Problem description
Format the lines from the start of the rows through the line that contains "M 289 97 L 295" as a JSON list of strings, with one string per line and blank lines left out.

───── Records for processing

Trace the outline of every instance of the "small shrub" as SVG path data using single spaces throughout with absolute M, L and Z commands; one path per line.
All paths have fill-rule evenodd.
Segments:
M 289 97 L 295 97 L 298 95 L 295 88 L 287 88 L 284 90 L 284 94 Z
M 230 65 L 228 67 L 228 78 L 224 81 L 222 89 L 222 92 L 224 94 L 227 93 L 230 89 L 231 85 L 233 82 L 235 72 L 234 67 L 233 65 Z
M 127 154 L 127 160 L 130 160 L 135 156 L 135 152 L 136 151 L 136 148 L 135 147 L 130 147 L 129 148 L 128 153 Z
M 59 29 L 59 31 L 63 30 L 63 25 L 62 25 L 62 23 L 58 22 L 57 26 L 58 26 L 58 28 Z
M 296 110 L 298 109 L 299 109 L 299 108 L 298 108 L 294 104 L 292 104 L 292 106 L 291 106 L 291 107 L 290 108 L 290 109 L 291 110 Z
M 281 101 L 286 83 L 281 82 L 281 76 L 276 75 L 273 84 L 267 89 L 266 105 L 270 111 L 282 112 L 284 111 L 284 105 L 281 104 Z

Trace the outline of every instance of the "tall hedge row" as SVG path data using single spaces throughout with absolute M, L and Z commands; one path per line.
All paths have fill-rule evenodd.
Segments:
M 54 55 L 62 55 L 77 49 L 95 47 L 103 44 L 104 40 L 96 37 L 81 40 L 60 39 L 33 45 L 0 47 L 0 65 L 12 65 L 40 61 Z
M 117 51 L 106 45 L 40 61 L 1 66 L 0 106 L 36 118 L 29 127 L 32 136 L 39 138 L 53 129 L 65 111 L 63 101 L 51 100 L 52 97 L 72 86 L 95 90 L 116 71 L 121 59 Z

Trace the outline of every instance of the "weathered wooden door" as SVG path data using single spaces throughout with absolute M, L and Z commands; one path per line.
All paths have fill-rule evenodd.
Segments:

──────────

Correct response
[
  "Trace the outline of every instance of the \"small shrub\" as SVG path data using single spaces throughout with absolute M, L and Z commands; one path per line.",
  "All paths have fill-rule evenodd.",
  "Segments:",
  "M 289 97 L 295 97 L 298 95 L 295 88 L 287 88 L 284 90 L 284 94 Z"
]